■ What to do: Render all of the material below as a two-column CSV with the header text,answer, giving one row for each text and its answer. Wrap every field in double quotes and turn any line breaks into spaces.

■ Supplied data:

Begin

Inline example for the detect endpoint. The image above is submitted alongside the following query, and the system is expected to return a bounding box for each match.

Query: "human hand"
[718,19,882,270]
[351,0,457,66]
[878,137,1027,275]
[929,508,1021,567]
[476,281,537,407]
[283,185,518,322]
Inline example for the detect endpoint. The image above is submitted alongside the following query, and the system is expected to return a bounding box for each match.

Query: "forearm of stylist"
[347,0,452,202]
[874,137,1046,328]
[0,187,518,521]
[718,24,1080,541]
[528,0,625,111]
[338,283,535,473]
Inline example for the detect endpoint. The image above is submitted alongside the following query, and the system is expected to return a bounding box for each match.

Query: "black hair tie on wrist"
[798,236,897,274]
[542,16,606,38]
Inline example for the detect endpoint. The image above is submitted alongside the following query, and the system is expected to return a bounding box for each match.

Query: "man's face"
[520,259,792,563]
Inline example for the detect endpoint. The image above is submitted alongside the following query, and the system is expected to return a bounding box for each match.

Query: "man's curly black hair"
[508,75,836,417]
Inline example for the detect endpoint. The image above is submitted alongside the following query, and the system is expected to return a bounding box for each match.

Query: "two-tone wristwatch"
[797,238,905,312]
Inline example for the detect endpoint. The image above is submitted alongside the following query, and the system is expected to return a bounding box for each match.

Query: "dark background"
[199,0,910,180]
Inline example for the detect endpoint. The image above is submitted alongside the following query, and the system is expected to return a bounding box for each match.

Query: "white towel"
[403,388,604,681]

End

■ The completed task:
text,answer
"Inline example for the detect endpoint. The image above is submitted alongside the following query, and the system is expected to return a bounding box for each match. Query: ""human hand""","[718,19,882,270] [351,0,457,66] [878,137,1027,275] [929,508,1021,567] [476,281,537,407] [283,185,518,322]"
"Inline example for the detect endpoint. The image above is submitted alongside the following query, and the system is expected to return a bounding box for each match. Query: ""forearm of stylist""","[347,0,452,202] [874,137,1046,328] [0,187,518,521] [718,24,1080,541] [528,0,625,111] [338,283,535,473]"
"Inline example for the detect endpoint. The image above is submitted alongside the following query, and the system is expected to return a bounding box for each match. Query: ""black hair tie on wrist""","[798,236,897,274] [542,16,606,38]"
"Inline example for the detect endpoint. The image above is submitted alongside the following query, and the system is expected to return a bounding box for each match. Query: ""man's face""","[520,259,792,563]"
"Inline example for the detect endpoint. The image above is submitted alongside the following query, and the system is expected to return a bounding box for each match. Query: ""man's curly black hair""","[508,75,836,417]"
"Inline example for the detect endpoint. The image above is submitted alongside the following query, and the system is expected to return a bounding box for each match. Query: ""two-tone wristwatch""","[797,238,905,312]"
"Inline example for the detect endpoint. The image above is submitted alongside the following query, and the system is expected to return a bounding box for each match. Query: ""dark background""","[199,0,910,180]"
"Inline example for the detect endpoint. The image above is submitted alongside the following query, and the system is expected to return a bounding box for each match. Query: ""white towel""","[403,388,604,681]"